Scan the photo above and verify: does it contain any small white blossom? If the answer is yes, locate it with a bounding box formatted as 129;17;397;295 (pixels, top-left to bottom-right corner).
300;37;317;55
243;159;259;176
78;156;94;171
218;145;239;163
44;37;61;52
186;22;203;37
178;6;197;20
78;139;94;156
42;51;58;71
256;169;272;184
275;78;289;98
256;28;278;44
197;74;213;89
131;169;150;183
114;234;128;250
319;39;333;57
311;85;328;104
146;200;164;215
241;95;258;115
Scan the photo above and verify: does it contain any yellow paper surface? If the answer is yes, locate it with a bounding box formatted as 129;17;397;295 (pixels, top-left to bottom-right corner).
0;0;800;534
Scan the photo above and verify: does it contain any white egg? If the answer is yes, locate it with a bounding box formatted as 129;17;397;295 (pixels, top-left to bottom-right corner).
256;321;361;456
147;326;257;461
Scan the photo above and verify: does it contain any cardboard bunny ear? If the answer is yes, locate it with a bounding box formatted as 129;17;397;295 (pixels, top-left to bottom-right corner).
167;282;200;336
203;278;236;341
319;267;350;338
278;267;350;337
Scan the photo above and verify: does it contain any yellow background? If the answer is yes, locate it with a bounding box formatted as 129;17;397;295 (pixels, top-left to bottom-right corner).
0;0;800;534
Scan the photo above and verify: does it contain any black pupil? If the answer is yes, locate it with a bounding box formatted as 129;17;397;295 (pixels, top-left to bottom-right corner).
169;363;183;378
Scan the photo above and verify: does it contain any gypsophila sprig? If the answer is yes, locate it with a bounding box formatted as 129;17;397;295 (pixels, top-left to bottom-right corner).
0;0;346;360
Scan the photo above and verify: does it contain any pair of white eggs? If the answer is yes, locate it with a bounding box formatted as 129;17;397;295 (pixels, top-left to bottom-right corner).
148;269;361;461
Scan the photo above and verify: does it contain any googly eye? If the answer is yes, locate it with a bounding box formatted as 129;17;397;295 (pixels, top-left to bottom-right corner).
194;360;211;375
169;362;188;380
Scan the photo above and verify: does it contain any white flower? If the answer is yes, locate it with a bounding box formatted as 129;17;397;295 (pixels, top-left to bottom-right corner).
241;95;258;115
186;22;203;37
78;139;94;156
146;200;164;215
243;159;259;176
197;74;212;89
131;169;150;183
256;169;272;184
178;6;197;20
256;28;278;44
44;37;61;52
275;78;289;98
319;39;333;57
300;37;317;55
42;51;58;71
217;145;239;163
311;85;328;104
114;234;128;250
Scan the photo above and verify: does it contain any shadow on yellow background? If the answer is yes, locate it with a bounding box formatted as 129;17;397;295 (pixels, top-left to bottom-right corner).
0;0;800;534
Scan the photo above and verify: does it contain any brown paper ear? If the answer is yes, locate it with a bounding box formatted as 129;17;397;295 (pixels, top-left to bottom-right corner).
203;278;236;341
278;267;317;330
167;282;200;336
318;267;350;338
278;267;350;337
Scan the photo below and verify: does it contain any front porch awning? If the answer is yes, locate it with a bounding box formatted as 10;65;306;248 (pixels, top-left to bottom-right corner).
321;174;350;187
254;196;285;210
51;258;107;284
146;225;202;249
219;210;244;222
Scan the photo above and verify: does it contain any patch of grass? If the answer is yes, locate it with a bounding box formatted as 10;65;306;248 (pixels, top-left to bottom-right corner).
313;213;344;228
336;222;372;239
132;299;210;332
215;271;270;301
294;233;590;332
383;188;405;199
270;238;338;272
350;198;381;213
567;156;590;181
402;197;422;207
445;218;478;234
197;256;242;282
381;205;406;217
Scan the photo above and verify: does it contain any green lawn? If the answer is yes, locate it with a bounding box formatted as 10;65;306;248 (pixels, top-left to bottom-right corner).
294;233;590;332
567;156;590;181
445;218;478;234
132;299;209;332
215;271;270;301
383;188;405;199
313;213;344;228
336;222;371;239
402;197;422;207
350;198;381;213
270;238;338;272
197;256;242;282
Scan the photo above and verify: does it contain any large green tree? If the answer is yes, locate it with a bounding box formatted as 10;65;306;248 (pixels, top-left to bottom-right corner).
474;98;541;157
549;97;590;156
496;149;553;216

----------------------------------------

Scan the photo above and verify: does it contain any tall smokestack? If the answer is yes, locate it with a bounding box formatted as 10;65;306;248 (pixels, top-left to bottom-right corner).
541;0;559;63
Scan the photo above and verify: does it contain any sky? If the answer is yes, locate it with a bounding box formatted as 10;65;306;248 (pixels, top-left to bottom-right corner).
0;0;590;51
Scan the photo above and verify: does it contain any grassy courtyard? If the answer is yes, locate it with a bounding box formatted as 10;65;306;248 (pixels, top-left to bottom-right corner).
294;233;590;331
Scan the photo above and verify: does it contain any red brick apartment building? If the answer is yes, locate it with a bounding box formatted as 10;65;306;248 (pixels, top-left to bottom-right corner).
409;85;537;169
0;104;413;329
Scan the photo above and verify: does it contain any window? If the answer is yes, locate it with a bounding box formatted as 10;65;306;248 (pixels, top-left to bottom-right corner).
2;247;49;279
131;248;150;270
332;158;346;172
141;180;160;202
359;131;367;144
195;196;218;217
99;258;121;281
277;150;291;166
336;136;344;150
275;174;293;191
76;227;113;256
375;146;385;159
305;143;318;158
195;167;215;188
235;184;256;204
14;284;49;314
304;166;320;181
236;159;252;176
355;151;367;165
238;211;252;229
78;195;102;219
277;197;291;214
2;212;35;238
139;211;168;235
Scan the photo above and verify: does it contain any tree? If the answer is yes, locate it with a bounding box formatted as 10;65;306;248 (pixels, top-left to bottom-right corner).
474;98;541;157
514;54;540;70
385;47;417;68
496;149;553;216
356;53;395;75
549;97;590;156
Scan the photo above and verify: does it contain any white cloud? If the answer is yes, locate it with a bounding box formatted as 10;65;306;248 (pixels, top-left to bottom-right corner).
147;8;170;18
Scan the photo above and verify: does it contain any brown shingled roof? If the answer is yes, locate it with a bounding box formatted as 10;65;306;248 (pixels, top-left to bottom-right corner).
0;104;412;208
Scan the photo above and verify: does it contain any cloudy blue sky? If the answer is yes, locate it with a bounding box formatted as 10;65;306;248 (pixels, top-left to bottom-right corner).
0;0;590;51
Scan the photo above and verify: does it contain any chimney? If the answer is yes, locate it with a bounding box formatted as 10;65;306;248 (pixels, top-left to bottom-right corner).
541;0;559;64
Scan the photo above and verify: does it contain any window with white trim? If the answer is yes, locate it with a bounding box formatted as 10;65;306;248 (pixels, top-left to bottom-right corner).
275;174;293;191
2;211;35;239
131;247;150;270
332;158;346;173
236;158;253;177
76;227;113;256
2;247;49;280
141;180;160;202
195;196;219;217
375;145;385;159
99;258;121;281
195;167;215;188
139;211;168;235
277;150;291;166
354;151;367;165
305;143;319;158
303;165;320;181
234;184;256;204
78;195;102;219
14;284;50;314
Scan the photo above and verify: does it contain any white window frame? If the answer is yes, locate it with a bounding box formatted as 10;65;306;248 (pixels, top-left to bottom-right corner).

----------------------------------------

Exercise
Rewrite the records beginning with the line containing "Scan the photo above and verify: does it contain any small" and ending with the line containing "218;145;239;163", replacing "blossom" with "flower" and leaving everything else unchanged.

Exercise answer
Scan the photo above and verify: does it contain any small white flower? If the answer is yes, locate it with a bounding box formatted as 129;17;397;295 (pixels, top-left to bottom-right corner).
300;37;317;55
243;159;259;176
78;156;94;171
218;145;239;163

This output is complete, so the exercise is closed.